== Data records ==
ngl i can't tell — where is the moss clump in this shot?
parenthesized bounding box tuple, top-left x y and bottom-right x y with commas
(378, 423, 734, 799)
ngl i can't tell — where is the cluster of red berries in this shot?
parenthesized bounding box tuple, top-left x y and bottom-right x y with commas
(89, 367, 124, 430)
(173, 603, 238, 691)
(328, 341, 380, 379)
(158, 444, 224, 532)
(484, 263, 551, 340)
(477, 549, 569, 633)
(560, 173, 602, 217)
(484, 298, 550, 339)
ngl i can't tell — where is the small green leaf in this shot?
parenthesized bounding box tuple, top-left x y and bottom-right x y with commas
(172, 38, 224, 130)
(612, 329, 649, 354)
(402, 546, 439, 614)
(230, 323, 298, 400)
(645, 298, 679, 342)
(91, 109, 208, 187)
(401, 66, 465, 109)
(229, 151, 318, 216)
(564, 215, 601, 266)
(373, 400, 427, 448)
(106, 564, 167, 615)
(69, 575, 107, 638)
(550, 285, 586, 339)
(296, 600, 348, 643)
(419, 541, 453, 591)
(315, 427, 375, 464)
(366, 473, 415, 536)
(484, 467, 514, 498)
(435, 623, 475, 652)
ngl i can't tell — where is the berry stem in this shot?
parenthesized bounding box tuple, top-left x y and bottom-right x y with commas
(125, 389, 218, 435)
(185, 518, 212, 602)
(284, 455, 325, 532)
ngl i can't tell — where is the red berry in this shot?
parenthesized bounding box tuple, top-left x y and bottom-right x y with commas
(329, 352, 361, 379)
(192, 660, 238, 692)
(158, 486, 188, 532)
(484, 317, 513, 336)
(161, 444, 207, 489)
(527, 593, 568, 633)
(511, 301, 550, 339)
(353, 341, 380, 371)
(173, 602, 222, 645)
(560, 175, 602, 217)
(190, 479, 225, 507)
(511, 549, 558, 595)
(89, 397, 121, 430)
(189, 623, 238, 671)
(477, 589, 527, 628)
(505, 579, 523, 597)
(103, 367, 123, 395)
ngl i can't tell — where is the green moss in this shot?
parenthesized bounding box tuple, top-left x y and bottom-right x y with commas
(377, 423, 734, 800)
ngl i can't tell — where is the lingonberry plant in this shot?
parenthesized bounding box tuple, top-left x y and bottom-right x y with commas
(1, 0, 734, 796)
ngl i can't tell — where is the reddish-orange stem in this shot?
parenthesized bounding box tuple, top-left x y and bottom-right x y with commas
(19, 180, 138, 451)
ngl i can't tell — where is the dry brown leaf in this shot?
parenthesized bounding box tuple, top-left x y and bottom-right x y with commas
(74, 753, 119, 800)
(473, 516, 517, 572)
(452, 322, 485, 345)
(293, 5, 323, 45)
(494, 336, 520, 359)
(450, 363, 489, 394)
===
Lines holding the string "tell" must be copied out of the entries above.

Expected output ->
ngl i can't tell — where is the moss clump in this shot?
ngl i can't tell — where is the cluster of red berries in this shot?
ngl i can't tell — where is the small green leaf in this shot?
ngl i can't tell — where is the berry stem in this shot?
ngl i can't tell — where is the red berry in this shot?
ngl i can't tell — where is the green moss in this shot?
ngl i can't tell — where is the lingonberry plant in this shot?
ngl i can't tell — where is the reddish-orange stem in this shot?
ngl i can't tell — where is the dry brown leaf in this shot?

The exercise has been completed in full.